◆ **Work request**:
The data should be printed in full, character for character.

◆ **Records for the task**:

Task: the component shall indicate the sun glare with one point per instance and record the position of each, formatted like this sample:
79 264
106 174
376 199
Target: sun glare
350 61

◆ **Solution to this task**:
Task: the component shall indicate the sun glare with one point per instance and record the position of each, formatted like this sample:
79 264
106 174
376 199
Target: sun glare
350 61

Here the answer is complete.